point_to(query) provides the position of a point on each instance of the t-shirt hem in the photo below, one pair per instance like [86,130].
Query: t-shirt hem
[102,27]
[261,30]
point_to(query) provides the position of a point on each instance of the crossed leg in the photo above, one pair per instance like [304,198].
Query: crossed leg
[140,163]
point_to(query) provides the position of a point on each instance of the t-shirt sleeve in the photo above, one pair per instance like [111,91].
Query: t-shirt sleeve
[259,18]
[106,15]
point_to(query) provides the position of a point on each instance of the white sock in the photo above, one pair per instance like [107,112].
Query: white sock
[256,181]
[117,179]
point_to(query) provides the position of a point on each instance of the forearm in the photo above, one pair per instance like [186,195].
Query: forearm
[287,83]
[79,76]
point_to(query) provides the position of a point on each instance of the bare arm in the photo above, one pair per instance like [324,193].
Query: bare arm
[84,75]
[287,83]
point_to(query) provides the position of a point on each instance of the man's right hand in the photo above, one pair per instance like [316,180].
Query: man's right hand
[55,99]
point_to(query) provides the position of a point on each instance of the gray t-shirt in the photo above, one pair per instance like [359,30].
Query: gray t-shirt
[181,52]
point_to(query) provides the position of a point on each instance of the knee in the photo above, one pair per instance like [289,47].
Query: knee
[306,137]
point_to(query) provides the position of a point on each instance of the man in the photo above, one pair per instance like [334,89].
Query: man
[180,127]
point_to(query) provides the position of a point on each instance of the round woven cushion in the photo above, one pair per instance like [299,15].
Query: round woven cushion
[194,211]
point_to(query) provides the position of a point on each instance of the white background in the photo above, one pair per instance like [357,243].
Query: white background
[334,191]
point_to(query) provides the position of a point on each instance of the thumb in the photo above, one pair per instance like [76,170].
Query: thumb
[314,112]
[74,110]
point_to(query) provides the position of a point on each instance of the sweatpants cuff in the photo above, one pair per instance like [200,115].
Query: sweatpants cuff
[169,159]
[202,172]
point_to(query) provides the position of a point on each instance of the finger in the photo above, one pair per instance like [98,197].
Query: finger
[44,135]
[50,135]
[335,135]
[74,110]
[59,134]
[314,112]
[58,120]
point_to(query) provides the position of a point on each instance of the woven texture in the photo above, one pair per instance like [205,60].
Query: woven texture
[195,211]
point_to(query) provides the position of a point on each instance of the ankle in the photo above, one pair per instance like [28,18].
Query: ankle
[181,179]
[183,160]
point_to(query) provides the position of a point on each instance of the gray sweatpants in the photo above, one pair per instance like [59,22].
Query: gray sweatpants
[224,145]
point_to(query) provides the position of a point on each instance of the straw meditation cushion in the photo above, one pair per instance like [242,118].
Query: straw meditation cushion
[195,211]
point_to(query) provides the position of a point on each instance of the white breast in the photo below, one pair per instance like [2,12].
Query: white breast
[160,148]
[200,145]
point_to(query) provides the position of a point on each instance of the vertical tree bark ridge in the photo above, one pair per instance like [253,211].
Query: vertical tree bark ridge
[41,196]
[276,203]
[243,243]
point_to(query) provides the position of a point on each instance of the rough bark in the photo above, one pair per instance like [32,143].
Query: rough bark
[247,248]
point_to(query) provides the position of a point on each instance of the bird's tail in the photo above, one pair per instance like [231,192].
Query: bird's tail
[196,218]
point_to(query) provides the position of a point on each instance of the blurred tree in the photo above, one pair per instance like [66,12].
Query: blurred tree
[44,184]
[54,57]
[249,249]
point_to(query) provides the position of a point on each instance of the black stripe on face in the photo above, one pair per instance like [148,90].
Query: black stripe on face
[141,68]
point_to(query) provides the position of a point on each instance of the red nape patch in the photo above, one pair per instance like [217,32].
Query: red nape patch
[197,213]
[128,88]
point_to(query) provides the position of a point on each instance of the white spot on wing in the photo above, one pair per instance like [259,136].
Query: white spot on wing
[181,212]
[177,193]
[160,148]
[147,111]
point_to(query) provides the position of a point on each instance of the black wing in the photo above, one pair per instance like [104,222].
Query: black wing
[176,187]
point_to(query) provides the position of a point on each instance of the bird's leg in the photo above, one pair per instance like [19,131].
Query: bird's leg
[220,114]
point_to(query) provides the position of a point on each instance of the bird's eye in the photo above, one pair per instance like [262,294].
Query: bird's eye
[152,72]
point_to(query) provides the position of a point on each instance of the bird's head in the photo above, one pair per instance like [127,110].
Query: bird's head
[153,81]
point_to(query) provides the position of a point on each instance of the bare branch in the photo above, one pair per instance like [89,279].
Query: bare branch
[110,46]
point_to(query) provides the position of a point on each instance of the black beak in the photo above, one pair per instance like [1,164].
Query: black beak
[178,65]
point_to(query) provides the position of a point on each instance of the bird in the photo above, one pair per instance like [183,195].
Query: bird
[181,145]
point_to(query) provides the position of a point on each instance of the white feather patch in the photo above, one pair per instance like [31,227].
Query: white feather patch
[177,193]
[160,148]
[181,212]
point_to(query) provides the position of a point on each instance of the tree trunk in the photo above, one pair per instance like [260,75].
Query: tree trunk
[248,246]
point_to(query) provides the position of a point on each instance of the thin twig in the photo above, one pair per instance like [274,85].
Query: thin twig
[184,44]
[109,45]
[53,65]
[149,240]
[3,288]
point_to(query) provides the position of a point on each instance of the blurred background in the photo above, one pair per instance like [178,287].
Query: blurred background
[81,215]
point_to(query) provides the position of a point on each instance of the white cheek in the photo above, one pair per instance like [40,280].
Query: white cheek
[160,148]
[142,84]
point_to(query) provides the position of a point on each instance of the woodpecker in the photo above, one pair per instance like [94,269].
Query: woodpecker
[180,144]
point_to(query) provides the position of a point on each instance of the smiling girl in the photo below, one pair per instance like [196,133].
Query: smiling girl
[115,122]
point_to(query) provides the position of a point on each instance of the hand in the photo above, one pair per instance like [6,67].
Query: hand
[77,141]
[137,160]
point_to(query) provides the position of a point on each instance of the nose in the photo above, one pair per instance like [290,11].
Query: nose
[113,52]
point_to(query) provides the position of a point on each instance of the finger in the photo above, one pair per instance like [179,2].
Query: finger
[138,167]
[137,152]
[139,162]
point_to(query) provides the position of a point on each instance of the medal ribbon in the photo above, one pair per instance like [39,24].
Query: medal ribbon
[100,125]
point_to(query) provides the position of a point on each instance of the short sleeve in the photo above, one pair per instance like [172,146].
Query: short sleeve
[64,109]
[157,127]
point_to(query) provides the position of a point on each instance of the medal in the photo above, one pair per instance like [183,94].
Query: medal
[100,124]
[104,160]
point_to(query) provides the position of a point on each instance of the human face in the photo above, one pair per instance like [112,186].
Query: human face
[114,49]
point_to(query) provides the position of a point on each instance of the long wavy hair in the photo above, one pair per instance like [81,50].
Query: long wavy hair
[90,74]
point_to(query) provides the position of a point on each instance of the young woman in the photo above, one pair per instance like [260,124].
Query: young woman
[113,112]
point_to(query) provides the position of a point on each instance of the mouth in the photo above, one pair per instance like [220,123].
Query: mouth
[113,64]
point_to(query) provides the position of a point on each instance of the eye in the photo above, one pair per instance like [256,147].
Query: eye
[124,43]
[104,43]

DIRECTIONS FOR THIS TASK
Take the line in which "instance like [81,50]." occurs and each subsequent line through the end; give these lines again without alteration.

ANSWER IN FULL
point_to(query) provides the position of a point on each instance of the long wavy hair in the photo above, one pair per instance like [81,50].
Query: long wavy hair
[90,74]
point_to(query) provides the position of a point on each instance of the young woman in the photo above, one pair per instance like [260,124].
Query: young woman
[113,112]
point_to(query) provides the position of a point on each instance of the mouth in the photo above, one pair per instance like [220,123].
Query: mouth
[113,64]
point_to(query) provides the position of a point on each instance of the eye in the photo above, one pair per instance like [256,147].
Query: eye
[124,43]
[104,43]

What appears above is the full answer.